Exercise. Could you give these entries again with every "keypoint" switched to "marker" and nothing else altered?

********

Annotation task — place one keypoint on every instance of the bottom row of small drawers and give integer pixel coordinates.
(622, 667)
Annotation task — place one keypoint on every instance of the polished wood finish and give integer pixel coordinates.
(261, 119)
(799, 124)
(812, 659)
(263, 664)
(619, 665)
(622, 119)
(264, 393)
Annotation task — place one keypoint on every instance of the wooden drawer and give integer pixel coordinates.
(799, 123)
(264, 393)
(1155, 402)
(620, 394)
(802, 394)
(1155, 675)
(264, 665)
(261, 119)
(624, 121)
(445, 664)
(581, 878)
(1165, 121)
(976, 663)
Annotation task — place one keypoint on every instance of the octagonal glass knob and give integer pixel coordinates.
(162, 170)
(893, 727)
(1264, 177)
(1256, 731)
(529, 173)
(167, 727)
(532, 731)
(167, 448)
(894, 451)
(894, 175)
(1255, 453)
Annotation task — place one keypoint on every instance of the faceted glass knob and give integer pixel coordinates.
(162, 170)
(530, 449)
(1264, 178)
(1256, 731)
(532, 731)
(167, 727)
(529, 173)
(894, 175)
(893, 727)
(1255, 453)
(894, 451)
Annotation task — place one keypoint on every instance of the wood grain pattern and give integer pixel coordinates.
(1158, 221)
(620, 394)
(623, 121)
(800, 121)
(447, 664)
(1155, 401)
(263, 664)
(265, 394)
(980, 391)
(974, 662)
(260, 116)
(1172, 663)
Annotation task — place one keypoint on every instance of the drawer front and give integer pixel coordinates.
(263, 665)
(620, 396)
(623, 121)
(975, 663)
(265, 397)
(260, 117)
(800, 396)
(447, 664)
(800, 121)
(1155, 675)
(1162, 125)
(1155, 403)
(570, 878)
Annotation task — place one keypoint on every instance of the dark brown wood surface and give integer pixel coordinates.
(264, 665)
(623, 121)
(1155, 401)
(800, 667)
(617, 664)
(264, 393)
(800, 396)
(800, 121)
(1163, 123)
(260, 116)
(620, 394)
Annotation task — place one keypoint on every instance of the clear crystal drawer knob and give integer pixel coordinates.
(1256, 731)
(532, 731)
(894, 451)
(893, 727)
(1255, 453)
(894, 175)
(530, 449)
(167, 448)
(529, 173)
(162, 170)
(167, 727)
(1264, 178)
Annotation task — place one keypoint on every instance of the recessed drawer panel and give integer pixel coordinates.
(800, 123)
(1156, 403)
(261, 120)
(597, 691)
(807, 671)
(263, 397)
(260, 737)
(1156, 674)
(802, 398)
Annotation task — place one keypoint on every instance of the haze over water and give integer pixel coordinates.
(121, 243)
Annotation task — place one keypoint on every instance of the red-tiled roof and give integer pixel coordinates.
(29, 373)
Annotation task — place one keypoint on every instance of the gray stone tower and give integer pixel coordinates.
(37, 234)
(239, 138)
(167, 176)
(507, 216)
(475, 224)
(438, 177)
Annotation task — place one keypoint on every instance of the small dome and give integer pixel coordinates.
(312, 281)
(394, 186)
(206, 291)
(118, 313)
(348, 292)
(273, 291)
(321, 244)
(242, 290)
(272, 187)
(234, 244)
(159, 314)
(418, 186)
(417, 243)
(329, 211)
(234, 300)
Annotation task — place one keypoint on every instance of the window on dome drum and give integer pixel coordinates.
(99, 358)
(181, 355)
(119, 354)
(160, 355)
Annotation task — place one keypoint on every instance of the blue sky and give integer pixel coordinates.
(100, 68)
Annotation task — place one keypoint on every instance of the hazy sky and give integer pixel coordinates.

********

Result for this exercise.
Annotation task — place one marker on every instance of the bottom row of small drawers and give integer pixel coordinates.
(622, 667)
Annotation task — place one marker on every instance of the polished wood finish and give integer pixel coordinates.
(261, 119)
(799, 124)
(812, 659)
(263, 664)
(619, 665)
(622, 119)
(264, 393)
Annotation task — place one marker on every instance of the wooden drawer and give integer pixel coordinates.
(799, 123)
(264, 393)
(1155, 402)
(620, 394)
(802, 394)
(1155, 675)
(264, 665)
(261, 119)
(624, 121)
(445, 664)
(581, 878)
(1165, 121)
(976, 663)
Annotation task — place one marker on every instance of the octagonal glass knob and give integer pixel coordinates.
(162, 170)
(893, 727)
(1264, 177)
(1256, 731)
(529, 173)
(167, 727)
(532, 731)
(167, 448)
(894, 451)
(894, 175)
(1255, 453)
Annotation task — place one marker on every instance of the faceted glass knob and give integer pixel coordinates.
(162, 170)
(530, 449)
(1264, 178)
(1256, 731)
(532, 731)
(167, 727)
(529, 173)
(894, 175)
(893, 727)
(1255, 453)
(894, 451)
Annotation task — place one marker on every instance of the wood grain pattern and give integer pixel coordinates.
(1158, 221)
(620, 394)
(623, 121)
(800, 121)
(447, 664)
(1155, 401)
(263, 664)
(265, 394)
(980, 391)
(974, 662)
(260, 116)
(1172, 663)
Annotation task — place one marker on every instance of the drawer front and give integer pixel coordinates.
(263, 665)
(620, 396)
(623, 121)
(975, 663)
(265, 397)
(260, 117)
(800, 396)
(447, 664)
(800, 121)
(1155, 675)
(1162, 125)
(1155, 403)
(570, 878)
Annotation task — place one marker on every instance of the dark brown wood surface and give integer pixel coordinates.
(264, 665)
(623, 121)
(1155, 401)
(800, 667)
(617, 664)
(264, 393)
(800, 396)
(800, 121)
(1163, 123)
(260, 116)
(620, 394)
Annotation task — place one marker on every instance of the clear crystal drawer knob and give integer pixel coordinates.
(1256, 731)
(532, 731)
(894, 451)
(893, 727)
(1255, 453)
(894, 175)
(530, 449)
(167, 448)
(529, 173)
(162, 170)
(167, 727)
(1264, 178)
Annotation task — place one marker on every instance of the recessed drawer panel and give integer pixel coordinates.
(800, 123)
(1156, 403)
(261, 120)
(597, 691)
(807, 671)
(263, 397)
(260, 737)
(1156, 674)
(802, 398)
Annotation task — place one marker on every instance of the haze over water and give integer pixel coordinates.
(121, 243)
Annotation task — place one marker on every instance of the red-tiled roof and give integer pixel coordinates.
(29, 373)
Annotation task — place one marker on every instance of the gray stone tower and give integer pixel coordinates.
(37, 234)
(239, 138)
(167, 176)
(507, 216)
(475, 224)
(438, 177)
Annotation task — place one marker on every instance of the small dome and give integer pixel coordinates.
(312, 281)
(394, 186)
(206, 291)
(118, 313)
(348, 292)
(273, 291)
(321, 244)
(242, 290)
(272, 187)
(234, 244)
(159, 314)
(418, 186)
(417, 243)
(329, 211)
(234, 300)
Annotation task — place one marker on every instance of the window on dome drum and give integer pixel coordinates.
(99, 358)
(181, 355)
(119, 354)
(160, 355)
Annotation task — place one marker on every instance of the blue sky and give integer pixel coordinates.
(100, 68)
Annotation task — place one marker on every instance of the hazy sky and give integer pixel coordinates.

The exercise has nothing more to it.